■ Rows from a dataset

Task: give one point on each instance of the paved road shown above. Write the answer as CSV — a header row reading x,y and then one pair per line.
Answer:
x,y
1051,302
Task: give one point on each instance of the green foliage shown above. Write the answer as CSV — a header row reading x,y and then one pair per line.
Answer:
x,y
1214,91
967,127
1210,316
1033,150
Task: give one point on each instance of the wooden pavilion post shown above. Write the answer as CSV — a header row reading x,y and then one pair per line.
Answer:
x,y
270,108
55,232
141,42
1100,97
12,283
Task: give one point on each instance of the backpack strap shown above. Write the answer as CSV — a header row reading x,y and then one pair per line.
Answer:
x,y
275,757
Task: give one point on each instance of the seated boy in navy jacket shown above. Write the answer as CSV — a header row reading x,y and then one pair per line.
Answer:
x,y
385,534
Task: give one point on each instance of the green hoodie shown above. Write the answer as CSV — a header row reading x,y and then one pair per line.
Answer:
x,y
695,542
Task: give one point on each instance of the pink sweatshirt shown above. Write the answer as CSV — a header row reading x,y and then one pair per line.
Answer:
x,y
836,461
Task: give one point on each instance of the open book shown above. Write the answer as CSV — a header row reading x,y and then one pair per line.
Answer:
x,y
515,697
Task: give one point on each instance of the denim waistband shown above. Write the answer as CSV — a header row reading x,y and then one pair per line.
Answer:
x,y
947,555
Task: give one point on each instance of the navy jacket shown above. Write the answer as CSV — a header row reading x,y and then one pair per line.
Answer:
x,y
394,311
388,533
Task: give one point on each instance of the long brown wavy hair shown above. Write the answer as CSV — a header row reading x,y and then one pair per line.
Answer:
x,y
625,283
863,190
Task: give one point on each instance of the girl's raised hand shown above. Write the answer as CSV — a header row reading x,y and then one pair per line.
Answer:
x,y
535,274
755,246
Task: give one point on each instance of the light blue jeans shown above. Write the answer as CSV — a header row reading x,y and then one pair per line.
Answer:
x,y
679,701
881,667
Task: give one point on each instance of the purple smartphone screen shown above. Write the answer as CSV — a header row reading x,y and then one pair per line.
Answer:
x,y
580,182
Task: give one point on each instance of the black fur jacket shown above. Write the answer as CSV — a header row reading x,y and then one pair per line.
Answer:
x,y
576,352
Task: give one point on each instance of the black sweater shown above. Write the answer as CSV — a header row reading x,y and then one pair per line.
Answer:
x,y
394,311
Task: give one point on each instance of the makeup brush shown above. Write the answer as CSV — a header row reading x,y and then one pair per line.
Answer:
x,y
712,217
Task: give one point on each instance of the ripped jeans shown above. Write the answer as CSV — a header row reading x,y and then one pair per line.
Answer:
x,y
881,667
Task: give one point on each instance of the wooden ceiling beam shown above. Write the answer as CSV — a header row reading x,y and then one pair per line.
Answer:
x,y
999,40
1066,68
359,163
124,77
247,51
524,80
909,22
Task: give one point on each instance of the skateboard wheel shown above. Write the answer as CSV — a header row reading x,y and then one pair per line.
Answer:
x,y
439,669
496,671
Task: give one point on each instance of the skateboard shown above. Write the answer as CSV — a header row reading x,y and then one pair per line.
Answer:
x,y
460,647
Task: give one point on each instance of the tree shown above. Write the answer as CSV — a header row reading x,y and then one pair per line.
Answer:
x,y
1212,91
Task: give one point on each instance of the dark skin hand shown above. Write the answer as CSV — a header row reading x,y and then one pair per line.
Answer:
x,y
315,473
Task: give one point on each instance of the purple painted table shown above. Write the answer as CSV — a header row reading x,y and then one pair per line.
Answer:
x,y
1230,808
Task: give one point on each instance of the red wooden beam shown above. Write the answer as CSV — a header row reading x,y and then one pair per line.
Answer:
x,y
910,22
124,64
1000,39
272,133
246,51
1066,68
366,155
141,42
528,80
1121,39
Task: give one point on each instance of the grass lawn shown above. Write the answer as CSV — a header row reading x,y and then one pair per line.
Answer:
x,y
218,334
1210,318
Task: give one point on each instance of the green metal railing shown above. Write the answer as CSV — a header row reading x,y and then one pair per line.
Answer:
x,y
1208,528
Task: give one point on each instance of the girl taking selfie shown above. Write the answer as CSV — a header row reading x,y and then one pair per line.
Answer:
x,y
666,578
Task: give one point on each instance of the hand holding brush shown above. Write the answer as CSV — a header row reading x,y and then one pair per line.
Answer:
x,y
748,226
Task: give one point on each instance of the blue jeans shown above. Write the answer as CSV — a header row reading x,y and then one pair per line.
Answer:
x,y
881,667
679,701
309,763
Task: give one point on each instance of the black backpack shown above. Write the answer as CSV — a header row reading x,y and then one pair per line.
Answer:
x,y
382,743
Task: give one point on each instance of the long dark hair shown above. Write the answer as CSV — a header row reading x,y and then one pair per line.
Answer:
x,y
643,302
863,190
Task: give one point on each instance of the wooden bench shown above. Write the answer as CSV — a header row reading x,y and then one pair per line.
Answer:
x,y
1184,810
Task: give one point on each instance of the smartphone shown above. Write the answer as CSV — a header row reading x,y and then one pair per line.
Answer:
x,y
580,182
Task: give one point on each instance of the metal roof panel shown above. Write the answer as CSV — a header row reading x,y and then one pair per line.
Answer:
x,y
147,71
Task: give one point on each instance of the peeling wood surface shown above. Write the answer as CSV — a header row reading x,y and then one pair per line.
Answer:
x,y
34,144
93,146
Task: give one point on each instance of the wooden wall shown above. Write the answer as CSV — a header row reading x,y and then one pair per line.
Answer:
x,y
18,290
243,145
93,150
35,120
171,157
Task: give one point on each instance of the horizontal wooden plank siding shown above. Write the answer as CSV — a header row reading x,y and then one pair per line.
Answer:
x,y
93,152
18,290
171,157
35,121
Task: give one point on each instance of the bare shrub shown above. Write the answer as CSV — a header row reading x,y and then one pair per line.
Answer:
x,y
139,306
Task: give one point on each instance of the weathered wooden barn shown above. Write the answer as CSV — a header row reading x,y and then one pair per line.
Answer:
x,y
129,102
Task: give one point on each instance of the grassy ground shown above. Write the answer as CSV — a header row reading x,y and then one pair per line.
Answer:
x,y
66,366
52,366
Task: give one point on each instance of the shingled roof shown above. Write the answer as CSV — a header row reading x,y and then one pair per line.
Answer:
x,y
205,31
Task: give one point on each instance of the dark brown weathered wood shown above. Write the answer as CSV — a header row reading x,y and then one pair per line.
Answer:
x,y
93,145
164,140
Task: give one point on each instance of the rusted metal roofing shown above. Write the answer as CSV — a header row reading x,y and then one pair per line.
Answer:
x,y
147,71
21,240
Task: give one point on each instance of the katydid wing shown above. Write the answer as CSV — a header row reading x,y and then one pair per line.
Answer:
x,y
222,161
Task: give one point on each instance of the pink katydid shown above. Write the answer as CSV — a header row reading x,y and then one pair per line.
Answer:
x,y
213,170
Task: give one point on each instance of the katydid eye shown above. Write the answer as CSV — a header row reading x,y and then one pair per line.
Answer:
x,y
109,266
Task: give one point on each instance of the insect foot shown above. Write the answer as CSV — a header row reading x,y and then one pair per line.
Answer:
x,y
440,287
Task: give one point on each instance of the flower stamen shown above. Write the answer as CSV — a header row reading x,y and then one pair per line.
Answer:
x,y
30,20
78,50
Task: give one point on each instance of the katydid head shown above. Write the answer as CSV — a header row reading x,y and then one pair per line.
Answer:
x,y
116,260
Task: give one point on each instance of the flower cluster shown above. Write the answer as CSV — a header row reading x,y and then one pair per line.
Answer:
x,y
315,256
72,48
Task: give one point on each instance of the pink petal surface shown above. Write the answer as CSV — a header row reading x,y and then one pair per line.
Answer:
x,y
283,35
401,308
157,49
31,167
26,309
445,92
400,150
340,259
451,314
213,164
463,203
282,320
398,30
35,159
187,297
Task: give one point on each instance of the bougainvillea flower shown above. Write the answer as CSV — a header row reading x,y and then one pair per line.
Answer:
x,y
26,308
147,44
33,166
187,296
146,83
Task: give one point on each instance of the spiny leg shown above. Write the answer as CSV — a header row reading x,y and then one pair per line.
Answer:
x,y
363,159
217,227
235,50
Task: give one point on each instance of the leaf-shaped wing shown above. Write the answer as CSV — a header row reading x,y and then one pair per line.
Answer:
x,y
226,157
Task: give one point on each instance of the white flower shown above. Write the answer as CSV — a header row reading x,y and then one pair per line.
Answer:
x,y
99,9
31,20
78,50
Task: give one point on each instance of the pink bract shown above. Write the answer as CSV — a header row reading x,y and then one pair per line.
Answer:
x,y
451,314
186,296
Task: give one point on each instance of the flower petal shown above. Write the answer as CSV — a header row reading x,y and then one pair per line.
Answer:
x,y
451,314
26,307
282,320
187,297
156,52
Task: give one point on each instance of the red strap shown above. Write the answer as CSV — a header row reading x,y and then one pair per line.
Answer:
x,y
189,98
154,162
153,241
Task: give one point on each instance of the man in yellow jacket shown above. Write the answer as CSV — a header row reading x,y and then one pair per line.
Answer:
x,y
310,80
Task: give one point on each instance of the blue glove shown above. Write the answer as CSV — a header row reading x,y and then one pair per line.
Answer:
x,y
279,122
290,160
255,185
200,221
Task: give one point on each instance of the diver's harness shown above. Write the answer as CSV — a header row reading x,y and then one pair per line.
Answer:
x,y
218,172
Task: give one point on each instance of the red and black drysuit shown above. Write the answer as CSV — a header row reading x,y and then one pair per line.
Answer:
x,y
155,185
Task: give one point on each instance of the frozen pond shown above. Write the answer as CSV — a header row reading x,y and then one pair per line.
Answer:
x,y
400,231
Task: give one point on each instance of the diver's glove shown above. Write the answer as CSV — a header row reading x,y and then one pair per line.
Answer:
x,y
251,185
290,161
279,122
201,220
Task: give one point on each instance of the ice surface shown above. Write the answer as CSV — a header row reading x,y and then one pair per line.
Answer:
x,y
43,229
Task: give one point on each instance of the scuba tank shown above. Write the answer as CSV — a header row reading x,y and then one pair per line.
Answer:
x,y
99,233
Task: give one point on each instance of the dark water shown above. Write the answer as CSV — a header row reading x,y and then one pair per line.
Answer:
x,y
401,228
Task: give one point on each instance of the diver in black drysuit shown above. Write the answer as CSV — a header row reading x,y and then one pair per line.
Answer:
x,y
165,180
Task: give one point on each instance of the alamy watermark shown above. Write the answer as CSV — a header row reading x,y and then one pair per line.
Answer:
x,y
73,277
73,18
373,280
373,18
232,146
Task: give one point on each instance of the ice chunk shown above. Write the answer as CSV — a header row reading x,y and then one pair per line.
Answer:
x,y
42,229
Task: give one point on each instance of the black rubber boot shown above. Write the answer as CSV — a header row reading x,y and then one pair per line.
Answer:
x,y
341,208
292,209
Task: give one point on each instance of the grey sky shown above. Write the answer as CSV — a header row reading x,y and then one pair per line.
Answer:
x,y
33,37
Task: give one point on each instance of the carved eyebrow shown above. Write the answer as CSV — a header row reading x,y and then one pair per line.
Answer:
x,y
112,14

■ AIM OF THE EXERCISE
Return only the lines running from the line with "Task: give one point on each instance of the alamy" to the last line of the records, both included, exactly as written.

■ TASK ANSWER
Task: give one point on each instance of the alamy watermark shown above. Write the answer as CSV — a header row reading x,y and then one pair per line.
Answer:
x,y
73,277
73,18
373,280
373,18
232,146
Task: give one point on each instance of the ice chunk shown above. Write the answer as CSV — a header row reading x,y and then one pair per line.
Answer:
x,y
42,229
Task: give one point on each instance of the black rubber boot shown above. Write the answer as CSV — a header row reading x,y and then one pair per line.
Answer:
x,y
341,208
292,209
Task: give one point on each instance of the grey sky shown above. Write the answer as CSV — a header row reading x,y and then one pair per line.
Answer:
x,y
33,37
Task: give one point on each instance of the carved eyebrow shown above. Write the answer as CSV — a header row reading x,y and then one pair per line.
Answer:
x,y
112,14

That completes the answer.